> _Extrait_:
__________
À l'approche des élections municipales, experts et élus remontent au créneau sur la question de l'accès aux soins. Mercredi, le sénateur centriste de l'Eure Hervé Maurey, président de la commission de l'aménagement du territoire de la Haute Assemblée, a fait valoir dans un rapport que « 6 à 8 millions de Français » vivaient dans un désert médical.
Ce jeudi, nouvelle alerte au colloque de MG France : Joy Raynaud, docteur en géographie et aménagement du territoire, spécialiste de l'accès aux soins, a jugé que « les difficultés existent partout sur les territoires ». Des difficultés multidimensionnelles comme la faiblesse de la densité médicale, l'accessibilité, le temps d'attente pour un rendez-vous mais aussi le quartier dans lequel se situe le cabinet.
30 % de généralistes âgés de plus de 60 ans
Concernant la démographie, la France compte 102 000 généralistes (tous modes d'exercice) sur 226 000 médecins en 2018. Quelque 11 000 omnipraticiens ont été perdus en dix ans. « Et d'ici à 2025, on prévoit seulement 77 000 généralistes (tous modes d'exercice) » en raison des départs massifs en retraite non remplacés. Mais surtout, le choix privilégié du salariat (63 % des nouveaux inscrits) ainsi que l'appétence pour l'exercice mixte ou le remplacement changent la donne avec de moins en moins de généralistes libéraux actifs à temps plein. Autre constat, il y a « de plus en plus de médecins généralistes âgés de plus de 60 ans : 5 % en 2004 mais 30 % en 2018 », commente Joy Raynaud.
__________
(Données issues d'une collection)

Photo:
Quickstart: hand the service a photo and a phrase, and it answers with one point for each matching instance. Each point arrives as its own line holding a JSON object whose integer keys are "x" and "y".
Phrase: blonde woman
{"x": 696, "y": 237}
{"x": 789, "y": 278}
__________
> _Tâches demandées_:
1 > D'après l'article sur l'accès aux soins, combien de généralistes la France compte-t-elle en 2018 ?
2 > Rédigez, s'il vous plaît, la suite de l'article sur l'accès aux soins à partir de sa dernière phrase.

> _Réponses aux tâches_:
1 > La France compte 102 000 généralistes en 2018, tous modes d'exercice confondus.

2 >
La comparaison est assez frappante avec deux autres professions (infirmiers et kinés libéraux). Elle montre que le nombre global de généralistes libéraux est resté (au mieux) stable depuis 2004 alors que le nombre des paramédicaux libéraux augmente. Même constat pour l'évolution de la densité : celle des généralistes de ville s'effrite depuis 2005 alors celle des infirmiers et des kinés progresse nettement.
Selon la géographe, le taux d'évolution annuel de la densité des généralistes libéraux est « négatif sur les trois quarts des bassins de vie » depuis 2006 (-1,4 % en moyenne). « On ne peut pas dire que la baisse touche davantage le centre de la France, le milieu rural. Non, le problème concerne l'ensemble des territoires, la vigilance est de mise partout », recadre Joy Raynaud.
Cette fragilité de la densité des généralistes libéraux contraste avec celle des infirmiers qui affichent un taux d'évolution annuel positif sur 94 % des bassins de vie.